* _GIVEN INSTRUCTION A_
Gather every line of the rows below that contains the string "mini".

* _SOURCE_
────

# PROXY Protocol & Peek Histogram (https://portunus.bybee.dev/en/docs/features/proxy-protocol)



Available since v0.10.0. Two additions:

1. Per-target **PROXY-protocol** prelude (v1 text or v2 binary).
2. A SNI ClientHello **peek-duration histogram** for SNI-mode listeners.

## PROXY protocol [#proxy-protocol]

### Why it exists [#why-it-exists]

Once traffic is relayed through a forwarder, the backend sees the TCP
connection as originating from the **forwarder's own IP**, not the real
client. The original `(src, dst)` tuple is lost at that hop, which breaks:

* **Audit / logging** — access logs record the forwarder IP, so you can
  no longer trace a request back to the real visitor.
* **IP-based controls** — rate limiting, WAF rules, geo-IP, and
  allow/deny lists all key off the client IP and silently misfire.

The PROXY protocol fixes this by sending the original address tuple to
the backend *before* any real payload, so the backend can recover the
client identity as if it were a direct connection.

### How it works [#how-it-works]

When a backend opts in via `proxy_protocol = "v1"` or `"v2"`, the client
emits a PROXY header **before** any payload bytes from the original
connection. The backend can then observe the original client's
`(src_addr, src_port, dst_addr, dst_port)`.

────

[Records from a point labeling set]

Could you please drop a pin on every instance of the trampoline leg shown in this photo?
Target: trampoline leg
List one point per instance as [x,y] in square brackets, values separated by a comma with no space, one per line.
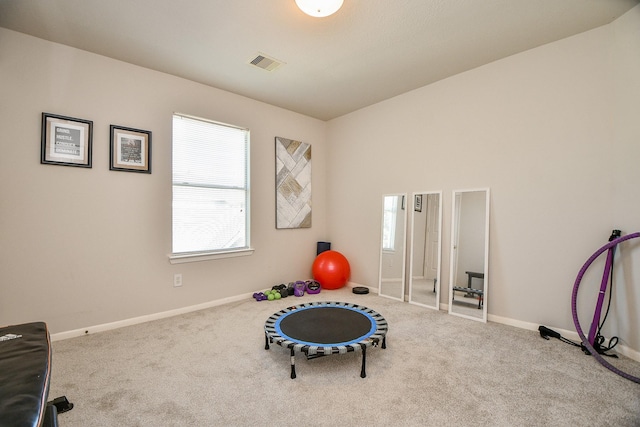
[293,364]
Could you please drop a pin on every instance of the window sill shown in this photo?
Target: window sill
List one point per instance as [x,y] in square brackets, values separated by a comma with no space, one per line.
[207,256]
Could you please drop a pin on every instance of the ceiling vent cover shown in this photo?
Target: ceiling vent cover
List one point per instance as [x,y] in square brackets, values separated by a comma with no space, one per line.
[265,62]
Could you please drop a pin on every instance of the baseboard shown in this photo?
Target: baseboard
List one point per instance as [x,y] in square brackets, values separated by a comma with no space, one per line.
[147,318]
[572,335]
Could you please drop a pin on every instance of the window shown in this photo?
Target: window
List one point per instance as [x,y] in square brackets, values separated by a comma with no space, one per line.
[210,187]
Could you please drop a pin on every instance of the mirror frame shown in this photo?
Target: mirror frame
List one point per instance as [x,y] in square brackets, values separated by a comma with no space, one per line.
[452,259]
[412,300]
[404,247]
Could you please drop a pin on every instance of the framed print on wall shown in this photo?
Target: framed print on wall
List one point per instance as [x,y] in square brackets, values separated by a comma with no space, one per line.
[130,150]
[293,184]
[66,141]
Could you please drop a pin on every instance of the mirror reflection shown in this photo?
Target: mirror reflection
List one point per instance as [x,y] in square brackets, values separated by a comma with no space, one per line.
[392,246]
[425,258]
[469,254]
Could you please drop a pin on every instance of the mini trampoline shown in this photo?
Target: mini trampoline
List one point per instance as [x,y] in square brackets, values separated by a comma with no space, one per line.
[323,328]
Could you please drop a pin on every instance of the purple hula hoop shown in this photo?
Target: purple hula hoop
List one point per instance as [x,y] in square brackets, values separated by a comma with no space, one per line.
[574,311]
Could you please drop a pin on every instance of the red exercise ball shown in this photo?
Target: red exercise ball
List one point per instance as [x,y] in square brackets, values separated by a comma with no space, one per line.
[331,269]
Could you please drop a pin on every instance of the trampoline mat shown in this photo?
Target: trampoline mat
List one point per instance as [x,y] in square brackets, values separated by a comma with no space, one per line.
[326,325]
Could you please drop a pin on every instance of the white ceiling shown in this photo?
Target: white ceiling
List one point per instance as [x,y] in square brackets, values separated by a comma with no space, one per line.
[370,50]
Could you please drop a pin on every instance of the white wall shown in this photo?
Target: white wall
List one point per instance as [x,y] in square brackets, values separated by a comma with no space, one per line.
[83,247]
[544,130]
[552,131]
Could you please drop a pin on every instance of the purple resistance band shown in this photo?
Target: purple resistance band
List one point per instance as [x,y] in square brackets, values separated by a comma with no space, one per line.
[574,295]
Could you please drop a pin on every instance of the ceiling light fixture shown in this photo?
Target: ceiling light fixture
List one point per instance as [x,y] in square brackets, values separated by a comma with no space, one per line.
[319,8]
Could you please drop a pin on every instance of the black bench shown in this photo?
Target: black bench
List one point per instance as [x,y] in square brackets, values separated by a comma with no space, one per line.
[25,372]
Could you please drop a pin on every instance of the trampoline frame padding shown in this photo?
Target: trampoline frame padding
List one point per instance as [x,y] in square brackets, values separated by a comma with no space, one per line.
[372,330]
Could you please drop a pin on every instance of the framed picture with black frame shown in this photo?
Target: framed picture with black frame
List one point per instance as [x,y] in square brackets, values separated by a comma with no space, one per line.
[130,150]
[66,141]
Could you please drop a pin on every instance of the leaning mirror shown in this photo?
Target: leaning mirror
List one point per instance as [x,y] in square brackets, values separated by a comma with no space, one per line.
[392,246]
[469,275]
[426,254]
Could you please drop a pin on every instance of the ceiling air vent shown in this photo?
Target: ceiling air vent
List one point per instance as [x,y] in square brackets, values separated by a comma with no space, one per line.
[265,62]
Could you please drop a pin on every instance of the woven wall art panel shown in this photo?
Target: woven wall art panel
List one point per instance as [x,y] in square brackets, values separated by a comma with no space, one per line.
[293,184]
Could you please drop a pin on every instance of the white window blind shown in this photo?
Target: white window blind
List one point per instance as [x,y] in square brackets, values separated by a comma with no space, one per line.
[210,186]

────

* _GIVEN INSTRUCTION B_
Answer these questions from the PROXY protocol page:
(i) Since which version have the two additions been available?
(ii) Which two values can a backend set for `proxy_protocol` to opt in?
(iii) Once traffic passes through a forwarder, whose IP do access logs record?

* _COMPLETE OUTPUT A_
Could you please drop a pin on every instance of the mini trampoline shown in this photo?
Target: mini trampoline

* _COMPLETE OUTPUT B_
(i) v0.10.0
(ii) "v1" and "v2"
(iii) The forwarder's IP